TAREFA: Transcreva sem alterações a passagem do texto sobre o projeto Vídeo nas Aldeias que vai de "Acompanhados de um" a "povos. Sem remendos.".

TRECHO PARA LEITURA:

━━━━━━━━

Não é fácil falar com Vincent Carelli. À frente do projeto Vídeo nas Aldeias desde 1987, o antropólogo paulista vive com o pé na estrada, nos rios ou nas matas. Após 22 anos botando câmeras, microfones e todo o apetrecho audiovisual nas mãos dos índios, ele começa a pôr essa produção para fora das malocas. No próximo mês, cinco DVDs resultantes da iniciativa, que já recebeu dezenas de prêmios e homenagens, serão enviados a três mil escolas do Brasil.
Acompanhados de um guia impresso para o professor, a ideia é que os vídeos sejam usados nas salas de ensino fundamental e médio. Da produção à edição, eles são inteiramente feitos pelos índios, pertencentes a tribos de Norte a Sul do país. Na tela, o cotidiano nu e cru desses povos. Sem remendos.
“Muitos professores ficam chocados com a nudez, com as brincadeiras do povo indígena, e têm muitas ideias equivocadas. Mas esse choque cultural é fundamental para os adolescentes”, ressalta Carelli. “Temos que produzir material didático, formar professores sobre o tema, para que eles não repassem seus preconceitos aos alunos”.

━━━━━━━━

DADOS FORNECIDOS:
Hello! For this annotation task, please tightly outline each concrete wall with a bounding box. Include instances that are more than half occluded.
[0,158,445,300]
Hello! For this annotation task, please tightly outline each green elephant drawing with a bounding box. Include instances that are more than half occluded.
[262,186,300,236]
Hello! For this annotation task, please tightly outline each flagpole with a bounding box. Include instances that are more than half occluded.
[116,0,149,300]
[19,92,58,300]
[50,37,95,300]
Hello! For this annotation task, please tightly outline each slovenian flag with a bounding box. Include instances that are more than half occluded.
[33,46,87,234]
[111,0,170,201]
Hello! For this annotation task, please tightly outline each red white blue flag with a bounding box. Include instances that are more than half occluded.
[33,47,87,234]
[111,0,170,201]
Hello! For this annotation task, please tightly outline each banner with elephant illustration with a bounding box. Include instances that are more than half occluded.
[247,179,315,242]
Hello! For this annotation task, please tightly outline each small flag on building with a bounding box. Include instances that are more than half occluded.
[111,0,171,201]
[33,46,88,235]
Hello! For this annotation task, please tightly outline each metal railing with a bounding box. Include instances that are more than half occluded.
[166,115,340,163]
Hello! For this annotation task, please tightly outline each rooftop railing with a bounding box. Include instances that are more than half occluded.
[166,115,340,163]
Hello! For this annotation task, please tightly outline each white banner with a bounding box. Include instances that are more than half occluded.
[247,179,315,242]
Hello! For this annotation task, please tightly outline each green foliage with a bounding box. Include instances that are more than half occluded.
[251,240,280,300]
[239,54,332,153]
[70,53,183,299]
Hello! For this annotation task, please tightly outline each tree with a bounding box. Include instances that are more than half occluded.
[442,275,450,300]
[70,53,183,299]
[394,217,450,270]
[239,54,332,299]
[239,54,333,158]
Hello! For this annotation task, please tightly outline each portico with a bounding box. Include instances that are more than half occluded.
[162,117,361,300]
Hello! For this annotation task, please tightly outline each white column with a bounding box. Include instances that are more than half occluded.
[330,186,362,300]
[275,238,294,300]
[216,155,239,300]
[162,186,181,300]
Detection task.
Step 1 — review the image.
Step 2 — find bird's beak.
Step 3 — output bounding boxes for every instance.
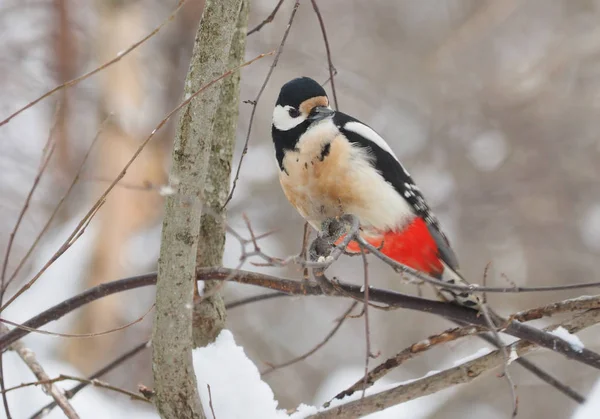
[308,106,335,122]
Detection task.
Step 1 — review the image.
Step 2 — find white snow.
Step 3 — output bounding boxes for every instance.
[193,330,455,419]
[468,130,508,172]
[193,330,288,419]
[550,326,585,352]
[579,202,600,252]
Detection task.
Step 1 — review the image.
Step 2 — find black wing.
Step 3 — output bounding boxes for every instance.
[333,112,458,270]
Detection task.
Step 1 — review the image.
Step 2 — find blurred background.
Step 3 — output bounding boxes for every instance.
[0,0,600,419]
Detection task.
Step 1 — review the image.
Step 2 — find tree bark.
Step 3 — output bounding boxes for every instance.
[152,0,247,419]
[192,0,248,347]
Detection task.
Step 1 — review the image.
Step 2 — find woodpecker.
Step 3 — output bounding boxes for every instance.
[271,77,480,307]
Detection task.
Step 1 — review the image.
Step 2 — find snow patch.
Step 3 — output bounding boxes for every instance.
[579,202,600,252]
[454,348,491,367]
[193,330,288,419]
[468,130,508,172]
[571,380,600,419]
[550,326,585,352]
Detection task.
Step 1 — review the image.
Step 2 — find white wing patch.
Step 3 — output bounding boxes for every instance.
[344,121,398,161]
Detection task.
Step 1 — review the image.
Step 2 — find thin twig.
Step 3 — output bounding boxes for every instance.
[0,105,60,298]
[355,236,600,294]
[246,0,283,36]
[0,115,111,292]
[0,51,274,313]
[0,352,12,419]
[360,247,371,398]
[310,0,340,110]
[0,304,154,339]
[0,268,600,369]
[31,293,288,419]
[332,325,487,407]
[223,0,300,208]
[6,374,150,403]
[0,325,79,419]
[206,383,217,419]
[307,310,600,419]
[260,301,358,377]
[0,0,187,127]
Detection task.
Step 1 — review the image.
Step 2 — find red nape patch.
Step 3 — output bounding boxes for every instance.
[336,217,444,276]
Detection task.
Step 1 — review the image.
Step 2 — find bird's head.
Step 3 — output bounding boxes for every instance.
[273,77,334,131]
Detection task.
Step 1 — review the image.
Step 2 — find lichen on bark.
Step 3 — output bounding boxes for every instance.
[152,0,248,419]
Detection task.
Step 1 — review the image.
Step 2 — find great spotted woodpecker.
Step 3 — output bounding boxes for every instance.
[272,77,480,307]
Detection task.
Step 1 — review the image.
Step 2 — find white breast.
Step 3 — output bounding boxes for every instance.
[280,120,415,231]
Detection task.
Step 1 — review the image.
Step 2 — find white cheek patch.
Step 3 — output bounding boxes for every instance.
[344,121,398,160]
[273,105,306,131]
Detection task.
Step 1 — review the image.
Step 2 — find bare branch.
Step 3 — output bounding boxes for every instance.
[310,0,340,110]
[0,325,79,419]
[260,302,358,376]
[246,0,283,36]
[0,268,600,368]
[223,0,300,208]
[0,304,154,339]
[0,105,60,305]
[0,0,187,127]
[0,115,110,292]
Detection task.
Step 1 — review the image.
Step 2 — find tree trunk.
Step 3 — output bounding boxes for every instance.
[193,0,248,347]
[152,0,247,419]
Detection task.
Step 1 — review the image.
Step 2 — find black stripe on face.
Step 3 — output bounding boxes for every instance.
[271,121,310,171]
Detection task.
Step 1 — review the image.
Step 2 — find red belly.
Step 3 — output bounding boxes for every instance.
[338,217,444,277]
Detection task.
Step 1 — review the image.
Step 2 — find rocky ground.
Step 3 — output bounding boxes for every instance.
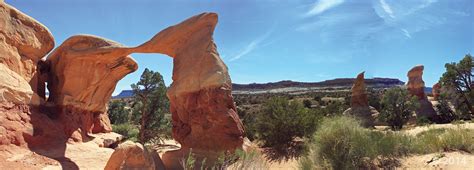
[0,123,474,169]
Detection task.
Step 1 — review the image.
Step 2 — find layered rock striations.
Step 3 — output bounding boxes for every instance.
[431,83,441,100]
[0,2,54,104]
[0,1,245,169]
[343,72,379,127]
[0,1,62,147]
[45,35,138,141]
[406,65,436,120]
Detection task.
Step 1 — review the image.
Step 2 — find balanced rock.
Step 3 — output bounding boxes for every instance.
[0,1,54,103]
[343,72,379,127]
[135,13,244,168]
[351,72,369,108]
[406,65,436,120]
[431,83,441,100]
[0,63,33,104]
[45,35,138,141]
[407,65,426,100]
[104,141,158,170]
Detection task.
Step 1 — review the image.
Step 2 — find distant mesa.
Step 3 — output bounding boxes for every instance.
[0,0,245,169]
[232,77,405,91]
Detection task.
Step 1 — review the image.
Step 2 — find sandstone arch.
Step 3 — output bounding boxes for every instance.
[0,1,244,169]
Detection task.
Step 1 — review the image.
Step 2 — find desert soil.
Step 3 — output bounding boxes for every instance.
[0,123,474,170]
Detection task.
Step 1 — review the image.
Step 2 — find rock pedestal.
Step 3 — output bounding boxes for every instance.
[406,65,436,120]
[343,72,379,127]
[46,35,138,142]
[431,83,441,100]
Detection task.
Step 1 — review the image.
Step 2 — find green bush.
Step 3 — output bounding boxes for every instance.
[379,87,419,130]
[412,128,474,154]
[107,100,129,124]
[255,97,320,159]
[303,99,313,108]
[112,123,139,142]
[416,116,433,126]
[306,117,412,169]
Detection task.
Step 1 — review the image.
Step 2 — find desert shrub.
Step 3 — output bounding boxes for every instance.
[107,100,129,124]
[367,88,382,110]
[303,99,313,108]
[311,117,374,169]
[313,95,322,104]
[436,94,459,123]
[242,114,257,141]
[440,128,474,153]
[412,127,474,154]
[306,116,413,169]
[416,116,433,126]
[256,97,320,158]
[131,68,171,144]
[322,100,349,116]
[227,149,268,170]
[112,123,138,142]
[439,54,474,119]
[379,87,419,130]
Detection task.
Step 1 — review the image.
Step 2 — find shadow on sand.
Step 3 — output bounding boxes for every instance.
[23,108,79,170]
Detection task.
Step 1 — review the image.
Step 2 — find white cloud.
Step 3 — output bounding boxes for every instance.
[229,29,273,62]
[305,0,344,16]
[401,28,411,38]
[379,0,395,18]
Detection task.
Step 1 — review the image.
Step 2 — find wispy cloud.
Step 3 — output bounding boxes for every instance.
[229,28,273,62]
[401,28,411,38]
[379,0,395,18]
[305,0,344,17]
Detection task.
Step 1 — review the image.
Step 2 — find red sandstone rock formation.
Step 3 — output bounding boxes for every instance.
[407,65,436,120]
[0,1,245,169]
[431,83,441,100]
[0,2,54,104]
[104,141,158,170]
[351,72,369,108]
[343,72,380,127]
[135,13,244,167]
[46,35,138,141]
[407,65,426,100]
[0,1,62,147]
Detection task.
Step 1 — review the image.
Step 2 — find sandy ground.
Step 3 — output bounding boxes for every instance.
[0,142,114,170]
[400,152,474,170]
[403,122,474,135]
[0,123,474,170]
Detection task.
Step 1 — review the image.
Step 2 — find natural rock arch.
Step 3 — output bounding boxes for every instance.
[0,1,244,168]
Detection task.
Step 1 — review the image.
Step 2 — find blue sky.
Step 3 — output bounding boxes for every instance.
[5,0,474,94]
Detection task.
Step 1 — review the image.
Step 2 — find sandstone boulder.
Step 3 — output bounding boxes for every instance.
[104,141,156,170]
[343,72,379,127]
[45,35,138,141]
[431,83,441,100]
[407,65,426,100]
[406,65,436,121]
[0,2,54,103]
[135,13,244,151]
[351,72,369,108]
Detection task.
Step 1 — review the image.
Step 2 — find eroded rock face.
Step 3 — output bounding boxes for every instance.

━━━━━━━━

RESPOSTA:
Acompanhados de um guia impresso para o professor, a ideia é que os vídeos sejam usados nas salas de ensino fundamental e médio. Da produção à edição, eles são inteiramente feitos pelos índios, pertencentes a tribos de Norte a Sul do país. Na tela, o cotidiano nu e cru desses povos. Sem remendos.